--- Data excerpts ---
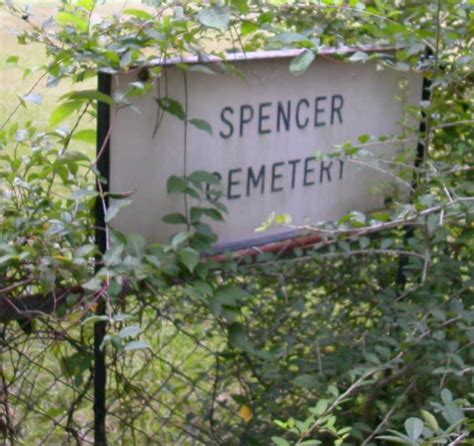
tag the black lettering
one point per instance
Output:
(336, 108)
(325, 169)
(232, 183)
(276, 177)
(293, 171)
(281, 115)
(307, 171)
(227, 122)
(262, 117)
(255, 181)
(341, 167)
(214, 192)
(318, 111)
(298, 107)
(243, 119)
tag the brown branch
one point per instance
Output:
(34, 305)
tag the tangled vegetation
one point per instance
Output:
(363, 338)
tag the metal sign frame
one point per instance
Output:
(253, 246)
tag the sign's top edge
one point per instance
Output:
(266, 54)
(263, 55)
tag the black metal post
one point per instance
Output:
(103, 164)
(420, 154)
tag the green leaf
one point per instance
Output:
(137, 345)
(393, 439)
(238, 337)
(77, 21)
(93, 284)
(136, 245)
(87, 135)
(228, 295)
(430, 420)
(201, 124)
(176, 185)
(61, 112)
(241, 5)
(301, 62)
(280, 441)
(35, 98)
(139, 13)
(414, 427)
(130, 331)
(201, 176)
(306, 381)
(114, 209)
(359, 56)
(173, 107)
(189, 257)
(12, 60)
(216, 17)
(452, 413)
(179, 238)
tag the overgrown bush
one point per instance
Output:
(363, 338)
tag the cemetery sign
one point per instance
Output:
(267, 126)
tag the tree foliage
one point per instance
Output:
(362, 338)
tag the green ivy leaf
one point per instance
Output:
(301, 62)
(35, 98)
(189, 258)
(173, 107)
(61, 112)
(201, 124)
(414, 427)
(216, 17)
(137, 345)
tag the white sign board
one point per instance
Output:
(267, 127)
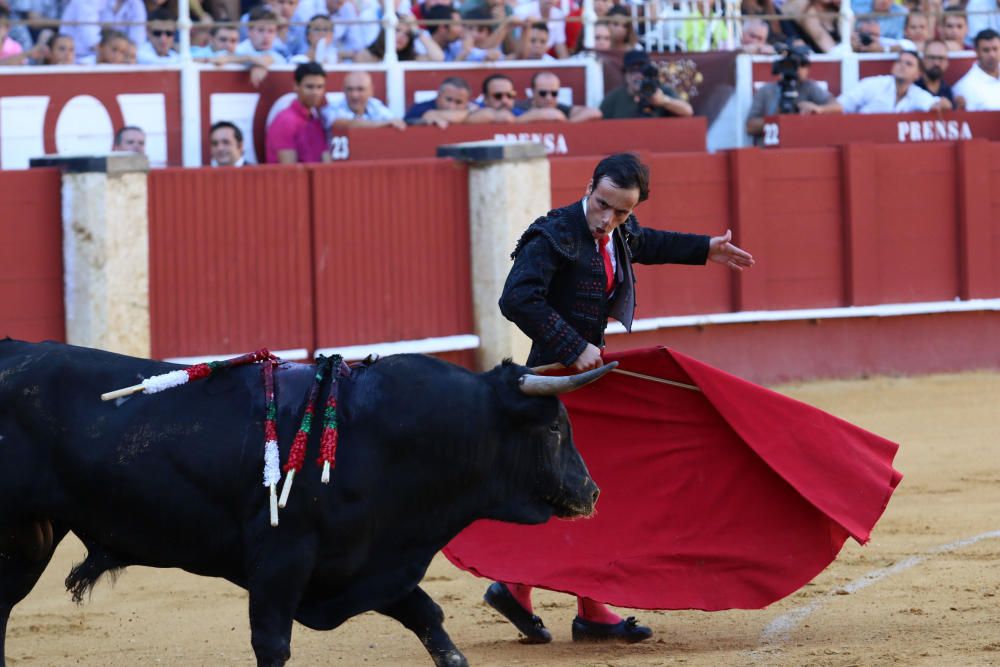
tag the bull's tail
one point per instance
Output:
(84, 576)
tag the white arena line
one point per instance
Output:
(780, 629)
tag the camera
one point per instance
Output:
(650, 84)
(787, 67)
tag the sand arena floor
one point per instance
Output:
(925, 591)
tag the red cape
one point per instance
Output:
(729, 497)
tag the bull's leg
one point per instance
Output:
(419, 613)
(23, 558)
(277, 578)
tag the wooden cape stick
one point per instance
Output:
(683, 385)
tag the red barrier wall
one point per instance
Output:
(308, 257)
(336, 255)
(230, 260)
(31, 268)
(863, 224)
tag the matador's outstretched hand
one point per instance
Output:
(722, 251)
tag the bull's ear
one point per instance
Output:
(540, 385)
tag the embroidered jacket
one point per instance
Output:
(555, 291)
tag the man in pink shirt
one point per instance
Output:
(297, 134)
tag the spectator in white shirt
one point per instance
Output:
(159, 50)
(358, 107)
(535, 42)
(955, 29)
(261, 35)
(980, 87)
(451, 37)
(893, 93)
(319, 39)
(546, 10)
(349, 36)
(92, 13)
(978, 20)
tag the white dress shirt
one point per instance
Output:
(877, 94)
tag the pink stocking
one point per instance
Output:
(597, 612)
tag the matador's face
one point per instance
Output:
(608, 206)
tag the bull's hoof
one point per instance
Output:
(499, 597)
(452, 658)
(627, 631)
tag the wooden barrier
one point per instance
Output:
(560, 139)
(391, 252)
(230, 261)
(366, 253)
(31, 263)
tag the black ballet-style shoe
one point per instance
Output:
(627, 631)
(531, 626)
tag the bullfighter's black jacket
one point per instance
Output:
(555, 291)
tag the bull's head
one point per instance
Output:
(549, 476)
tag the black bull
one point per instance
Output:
(175, 480)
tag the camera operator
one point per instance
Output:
(793, 92)
(642, 95)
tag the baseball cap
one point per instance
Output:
(636, 59)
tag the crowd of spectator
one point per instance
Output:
(332, 31)
(318, 33)
(304, 131)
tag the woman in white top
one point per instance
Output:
(319, 37)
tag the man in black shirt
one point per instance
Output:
(935, 65)
(626, 102)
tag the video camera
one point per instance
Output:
(787, 67)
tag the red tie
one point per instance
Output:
(606, 256)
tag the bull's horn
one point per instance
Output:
(538, 385)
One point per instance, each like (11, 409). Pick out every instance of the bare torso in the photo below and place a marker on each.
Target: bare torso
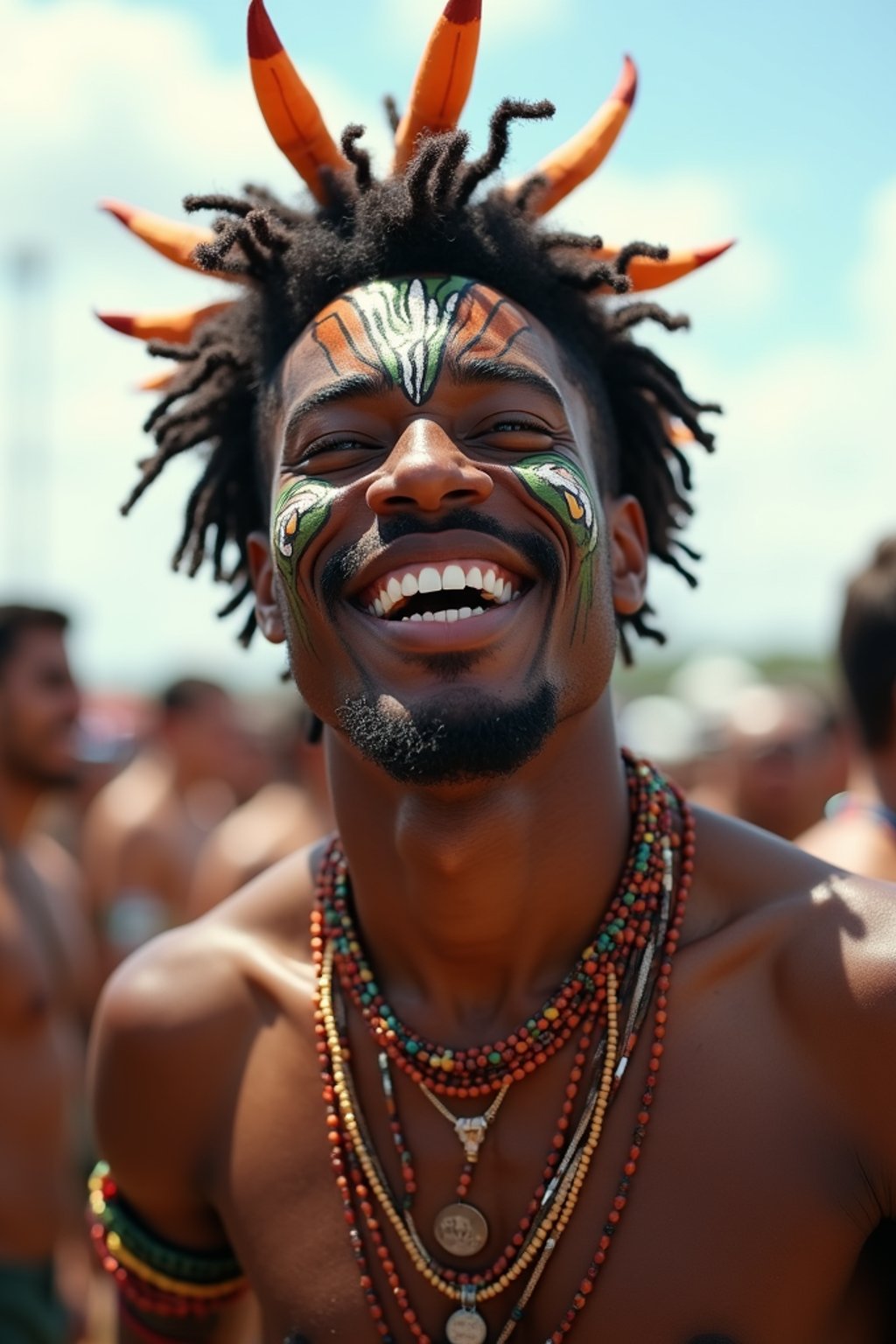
(762, 1190)
(45, 964)
(858, 840)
---
Task directions
Transcribe every entry word for word, but omit the pictures.

Reply to the exercise
tag the black lettering
one point per instance
Output:
(336, 108)
(325, 169)
(232, 183)
(276, 177)
(293, 171)
(281, 115)
(307, 171)
(227, 122)
(262, 117)
(255, 181)
(341, 167)
(214, 192)
(318, 111)
(298, 107)
(243, 119)
tag the brown branch
one point per instance
Output:
(34, 305)
tag the tangled vegetation
one point per instance
Output:
(363, 338)
tag the metal sign frame
one point per instance
Output:
(253, 246)
tag the sign's top edge
one point per instance
Output:
(266, 54)
(263, 55)
tag the black metal post
one point per instance
Output:
(103, 164)
(420, 154)
tag the green leaf
one point per instance
Output:
(137, 345)
(393, 439)
(238, 337)
(77, 21)
(93, 284)
(136, 245)
(87, 135)
(228, 295)
(430, 420)
(201, 124)
(176, 185)
(61, 112)
(241, 5)
(301, 62)
(280, 441)
(35, 98)
(139, 13)
(414, 427)
(130, 331)
(201, 176)
(306, 381)
(114, 209)
(359, 56)
(173, 107)
(189, 257)
(12, 60)
(216, 17)
(452, 413)
(179, 238)
tag the overgrown bush
one point per instance
Output:
(363, 338)
tag the cemetery sign
one point per instance
Output:
(267, 126)
tag the tree foliage
one point per instance
Output:
(362, 338)
tag the green ivy leaf
one point per instance
Output:
(301, 62)
(35, 98)
(189, 258)
(173, 107)
(61, 112)
(201, 124)
(414, 427)
(216, 17)
(137, 345)
tag the white sign board
one point per instance
Output:
(267, 127)
tag the bull's tail
one point per instance
Output:
(84, 576)
tag the white arena line
one point per instance
Output:
(780, 629)
tag the camera
one point per instance
Output:
(650, 84)
(787, 67)
tag the sand arena floor
one point per instance
Output:
(925, 591)
tag the red cape
one point per instance
Output:
(729, 497)
tag the bull's leg
one point per instance
Output:
(419, 613)
(23, 558)
(277, 578)
tag the wooden cape stick
one point per instance
Output:
(683, 385)
tag the red barrier wall
one point per instance
Output:
(308, 257)
(336, 255)
(230, 260)
(31, 268)
(863, 224)
tag the matador's outstretched hand
one point per instance
Output:
(722, 251)
tag the bull's ear
one point per instance
Output:
(540, 385)
tag the embroidered jacket
one point per instance
Output:
(555, 291)
tag the man in pink shirt
one point per instance
Output:
(297, 134)
tag the spectator in white shirt
one point per instance
Output:
(159, 50)
(358, 107)
(535, 42)
(955, 29)
(261, 35)
(980, 87)
(451, 37)
(893, 93)
(319, 39)
(546, 10)
(349, 36)
(92, 13)
(978, 20)
tag the white dress shirt
one point per instance
Output:
(877, 94)
tag the pink stocking
one point per instance
Output:
(597, 612)
tag the matador's face
one point per instance
Output:
(608, 206)
tag the bull's hoof
one point per instance
Output:
(499, 597)
(452, 658)
(627, 631)
tag the wooden barrier
one point per instance
Output:
(560, 139)
(391, 252)
(230, 261)
(366, 253)
(31, 263)
tag the black ballet-style shoe
one point per instance
Output:
(627, 631)
(531, 626)
tag the bullfighter's black jacket
one point per instance
Output:
(555, 291)
tag the bull's head
one point per instance
Output:
(549, 476)
tag the black bull
one point per instance
Output:
(175, 480)
tag the camera operator
one point per instance
Output:
(793, 92)
(642, 95)
tag the baseball cap
one point per instance
Output:
(636, 59)
tag the crowd of spectator
one point per instance
Output:
(332, 31)
(318, 33)
(304, 131)
tag the woman in white top
one point per instance
Output:
(319, 37)
tag the man in black shirt
one point per instance
Output:
(935, 65)
(626, 102)
tag the video camera
one point per instance
Output:
(787, 67)
tag the red tie
one point per instance
Output:
(606, 256)
tag the bull's horn
one point per instance
Output:
(538, 385)
One point per instance, each like (11, 409). Pick out every instance of the bare torso in the photo below and place a marker on each.
Target: bare torso
(762, 1190)
(45, 964)
(858, 840)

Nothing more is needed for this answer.